## [本文]
━━━━━━━━━━━━━━━━
個人情報保護法は、個人情報の有用性に配慮しつつ、個人の権利を守ることを目的とした法律です。
単に個人情報を守ることのみを目的としているのではなく、個人情報が有用であることを認めたうえで、個人情報の利活用も念頭に置いている点がこの法律の大きな特徴です。

個人情報保護法は時代の流れに対応するため、頻繁に改正されています。
令和2年及び令和3年にも改正が行われました。今回は、そのうち民間に大きな影響があると思われる令和2年の改正につき確認していきたいと思います。令和2年の改正は、一部を除き、令和4年4月に施行が予定されています。※1

はじめに、令和2年改正の主なポイントを確認していきましょう。 ※2

個人の権利保護が強化された

従来の個人情報保護法では、個人の権利が十分に保護されない場面が存在しました。
そこで、個人の権利保護の強化として、主に次の4点について改正がなされています。

個人の権利や正当な利益が害されるおそれがある場合に利用停止が可能になる

従来、個人情報の対象となっている本人が、自分の個人情報の利用停止や消去を請求することができる場面は、個人情報が不正取得された場合など、法令違反が生じているケースに限定されていました。

改正後はこれに加えて、本人の権利や正当な利益が害されるおそれがある場合にも、個人情報の利用停止や消去を求めることができるようになります。

電子データでの開示請求が可能になる

個人情報の対象となっている本人は企業等に対して、保有している自己の個人情報の開示を求めることができます。

従来、この開示方法は書面の交付が原則とされていました。
━━━━━━━━━━━━━━━━
## [取り組む課題]
1. 本文によると、令和2年の改正は一部を除いていつ施行が予定されていますか？
2. 行のうち「tire using the picture above.」を含む行から最後の行までを、「white cloud」を「gray cloud」に差し替えて書き直してください。

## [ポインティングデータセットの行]
━━━━━━━━━━━━━━━━
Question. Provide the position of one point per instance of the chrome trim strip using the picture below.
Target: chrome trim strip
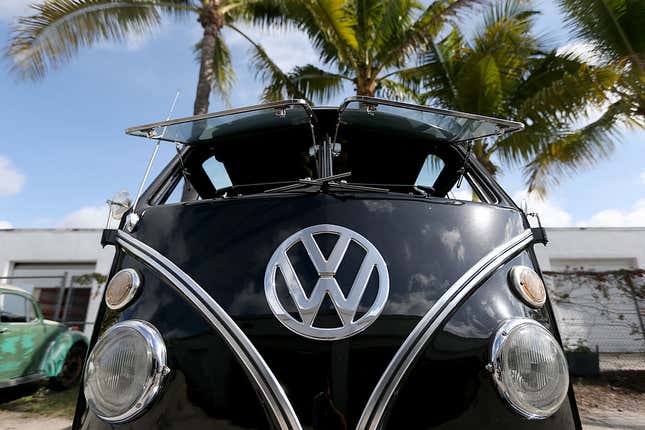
(513, 126)
(249, 357)
(413, 345)
(496, 368)
(22, 380)
(159, 369)
(283, 103)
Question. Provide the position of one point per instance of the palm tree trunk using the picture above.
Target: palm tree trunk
(212, 22)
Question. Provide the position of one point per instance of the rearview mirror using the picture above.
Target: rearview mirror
(119, 204)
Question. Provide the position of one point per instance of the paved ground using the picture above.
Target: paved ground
(598, 420)
(26, 421)
(612, 419)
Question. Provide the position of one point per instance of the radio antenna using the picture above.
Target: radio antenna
(132, 219)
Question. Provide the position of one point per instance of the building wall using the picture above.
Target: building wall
(57, 246)
(597, 249)
(605, 311)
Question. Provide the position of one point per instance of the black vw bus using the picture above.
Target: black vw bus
(347, 267)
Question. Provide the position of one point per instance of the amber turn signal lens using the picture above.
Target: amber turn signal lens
(122, 288)
(528, 285)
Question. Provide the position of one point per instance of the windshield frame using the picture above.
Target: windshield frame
(505, 126)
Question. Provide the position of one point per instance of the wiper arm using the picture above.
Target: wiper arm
(328, 183)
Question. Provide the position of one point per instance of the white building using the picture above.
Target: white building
(43, 260)
(593, 248)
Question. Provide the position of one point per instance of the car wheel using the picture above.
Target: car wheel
(70, 374)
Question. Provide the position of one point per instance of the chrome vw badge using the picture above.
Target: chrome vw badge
(326, 285)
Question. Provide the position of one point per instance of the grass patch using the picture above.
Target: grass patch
(45, 402)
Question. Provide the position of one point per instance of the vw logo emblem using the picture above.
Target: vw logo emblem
(326, 285)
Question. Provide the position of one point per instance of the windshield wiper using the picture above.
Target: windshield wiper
(327, 184)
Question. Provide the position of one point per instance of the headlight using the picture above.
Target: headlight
(125, 370)
(529, 368)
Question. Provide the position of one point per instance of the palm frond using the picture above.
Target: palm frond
(330, 26)
(568, 153)
(58, 29)
(316, 84)
(556, 92)
(397, 90)
(223, 70)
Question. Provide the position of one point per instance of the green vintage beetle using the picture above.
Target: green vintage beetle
(33, 348)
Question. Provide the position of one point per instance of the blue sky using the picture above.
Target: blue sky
(63, 151)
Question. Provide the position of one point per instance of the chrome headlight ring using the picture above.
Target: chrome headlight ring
(529, 368)
(113, 349)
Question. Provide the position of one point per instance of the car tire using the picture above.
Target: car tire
(70, 374)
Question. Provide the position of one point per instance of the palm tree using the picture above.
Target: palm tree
(615, 30)
(59, 28)
(360, 42)
(502, 70)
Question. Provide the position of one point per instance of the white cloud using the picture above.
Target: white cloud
(132, 41)
(85, 217)
(11, 179)
(552, 215)
(635, 217)
(585, 50)
(10, 9)
(287, 48)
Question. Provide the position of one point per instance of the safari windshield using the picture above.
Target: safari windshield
(396, 146)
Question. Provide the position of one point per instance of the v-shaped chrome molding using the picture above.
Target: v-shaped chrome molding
━━━━━━━━━━━━━━━━
## [課題の解答]
1. 令和4年4月です。

2.
Question. Provide the position of one point per instance of the car tire using the picture above.
Target: car tire
(70, 374)
Question. Provide the position of one point per instance of the palm tree using the picture above.
Target: palm tree
(615, 30)
(59, 28)
(360, 42)
(502, 70)
Question. Provide the position of one point per instance of the gray cloud using the picture above.
Target: gray cloud
(132, 41)
(85, 217)
(11, 179)
(552, 215)
(635, 217)
(585, 50)
(10, 9)
(287, 48)
Question. Provide the position of one point per instance of the safari windshield using the picture above.
Target: safari windshield
(396, 146)
Question. Provide the position of one point per instance of the v-shaped chrome molding using the picture above.
Target: v-shaped chrome molding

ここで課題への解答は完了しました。